*WHAT IS REQUIRED*
All of the data that follows should be retyped exactly, please, except the pictures.

## START

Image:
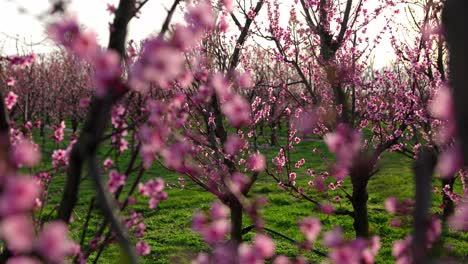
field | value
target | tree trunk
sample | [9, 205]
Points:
[360, 197]
[236, 220]
[447, 203]
[74, 125]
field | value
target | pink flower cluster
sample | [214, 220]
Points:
[214, 226]
[345, 142]
[153, 189]
[10, 100]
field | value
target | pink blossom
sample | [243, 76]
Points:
[11, 81]
[53, 242]
[143, 248]
[18, 232]
[108, 163]
[310, 227]
[59, 158]
[237, 110]
[239, 181]
[245, 80]
[84, 102]
[228, 4]
[256, 162]
[233, 144]
[59, 132]
[23, 260]
[19, 195]
[281, 260]
[26, 153]
[111, 9]
[219, 210]
[10, 100]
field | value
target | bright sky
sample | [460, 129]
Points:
[21, 29]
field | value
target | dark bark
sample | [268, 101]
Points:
[97, 119]
[423, 169]
[236, 220]
[447, 203]
[455, 21]
[360, 197]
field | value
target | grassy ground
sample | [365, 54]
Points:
[172, 241]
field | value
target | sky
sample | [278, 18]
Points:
[25, 29]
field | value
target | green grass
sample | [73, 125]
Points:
[169, 227]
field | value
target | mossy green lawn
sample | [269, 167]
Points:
[169, 226]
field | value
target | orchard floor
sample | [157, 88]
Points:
[169, 227]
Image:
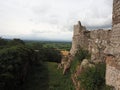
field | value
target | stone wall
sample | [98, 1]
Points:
[103, 45]
[95, 41]
[113, 50]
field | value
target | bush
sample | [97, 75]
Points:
[93, 78]
[82, 54]
[14, 65]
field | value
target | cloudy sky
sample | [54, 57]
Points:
[51, 19]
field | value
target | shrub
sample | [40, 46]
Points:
[82, 54]
[93, 78]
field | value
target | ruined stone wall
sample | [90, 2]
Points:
[95, 41]
[103, 45]
[113, 65]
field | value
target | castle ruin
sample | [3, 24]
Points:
[104, 46]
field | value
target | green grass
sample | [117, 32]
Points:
[48, 77]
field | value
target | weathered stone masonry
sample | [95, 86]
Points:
[103, 45]
[113, 50]
[95, 41]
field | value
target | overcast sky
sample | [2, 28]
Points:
[51, 19]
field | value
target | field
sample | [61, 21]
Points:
[48, 77]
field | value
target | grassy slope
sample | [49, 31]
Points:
[48, 77]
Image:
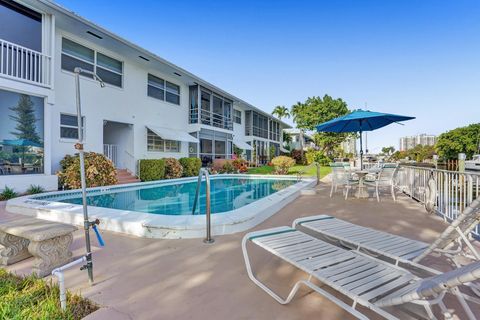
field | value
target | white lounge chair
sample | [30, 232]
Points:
[341, 177]
[399, 249]
[365, 280]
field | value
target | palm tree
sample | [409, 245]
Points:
[281, 112]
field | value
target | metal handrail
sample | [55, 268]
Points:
[201, 173]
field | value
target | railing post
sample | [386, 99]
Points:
[208, 213]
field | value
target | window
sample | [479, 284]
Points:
[21, 133]
[156, 87]
[69, 126]
[163, 90]
[156, 143]
[75, 55]
[172, 94]
[20, 25]
[237, 116]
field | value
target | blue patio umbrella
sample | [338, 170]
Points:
[359, 121]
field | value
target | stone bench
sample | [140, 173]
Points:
[48, 242]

## END

*CORRECT ANSWER*
Image:
field | value
target | tree trunk
sample | [9, 205]
Points:
[360, 197]
[236, 220]
[447, 203]
[74, 125]
field | value
target | pink flower cluster
sample | [214, 220]
Points:
[214, 226]
[345, 142]
[153, 189]
[10, 100]
field | value
target | pink blossom
sample | [243, 76]
Points:
[11, 81]
[53, 242]
[143, 248]
[18, 232]
[108, 163]
[310, 227]
[59, 158]
[237, 110]
[239, 181]
[245, 80]
[84, 102]
[228, 4]
[256, 162]
[233, 144]
[59, 132]
[23, 260]
[19, 195]
[281, 260]
[26, 153]
[111, 9]
[219, 210]
[10, 100]
field | value
target | bright sky
sample | [460, 129]
Points:
[21, 29]
field | value
target | dark bark
sample | [268, 101]
Points:
[97, 119]
[423, 169]
[236, 220]
[447, 203]
[455, 21]
[360, 197]
field | value
target | grassy ground
sample | [365, 54]
Points:
[172, 241]
field | value
target | sky
sample | [278, 18]
Points:
[25, 29]
field | value
target | green grass
sample | [73, 125]
Points:
[169, 227]
field | value
target | mossy green lawn
sample | [269, 167]
Points:
[169, 226]
field | value
target | orchard floor
sample | [157, 88]
Points:
[169, 227]
Image:
field | value
target | stone wall
sample | [98, 1]
Points:
[103, 45]
[95, 41]
[113, 50]
field | value
target | bush
sample | [97, 75]
Points:
[93, 78]
[82, 54]
[14, 65]
field | value
target | cloudy sky
sample | [54, 57]
Points:
[51, 19]
field | value
target | shrub
sample | [40, 46]
Points:
[82, 54]
[93, 78]
field | value
target | ruined stone wall
sample | [90, 2]
Points:
[95, 41]
[103, 45]
[113, 65]
field | value
target | castle ruin
sample | [3, 24]
Points:
[104, 46]
field | value
target | green grass
sample | [117, 32]
Points:
[48, 77]
field | value
target | weathered stone masonry
sample | [95, 86]
Points:
[103, 45]
[113, 50]
[95, 41]
field | value
target | overcast sky
sample | [2, 28]
Points:
[51, 19]
field | value
target | field
sample | [61, 21]
Points:
[48, 77]
field | value
target | grassy slope
sample | [49, 31]
Points:
[48, 77]
Image:
field | value
target | white lounge chair
sample | [30, 232]
Points:
[341, 177]
[399, 249]
[365, 280]
field | value
target | palm tree
sample | [409, 245]
Points:
[281, 112]
field | value
target | metal handrail
sample | [55, 268]
Points:
[201, 173]
field | value
target | railing post
sample | [386, 99]
Points:
[208, 213]
field | value
target | window
sample | [479, 284]
Points:
[21, 133]
[156, 87]
[69, 126]
[163, 90]
[156, 143]
[75, 55]
[172, 94]
[20, 25]
[237, 116]
field | value
target | blue patio umbrella
sample | [338, 170]
Points:
[359, 121]
field | value
target | stone bench
sample | [140, 173]
Points:
[48, 242]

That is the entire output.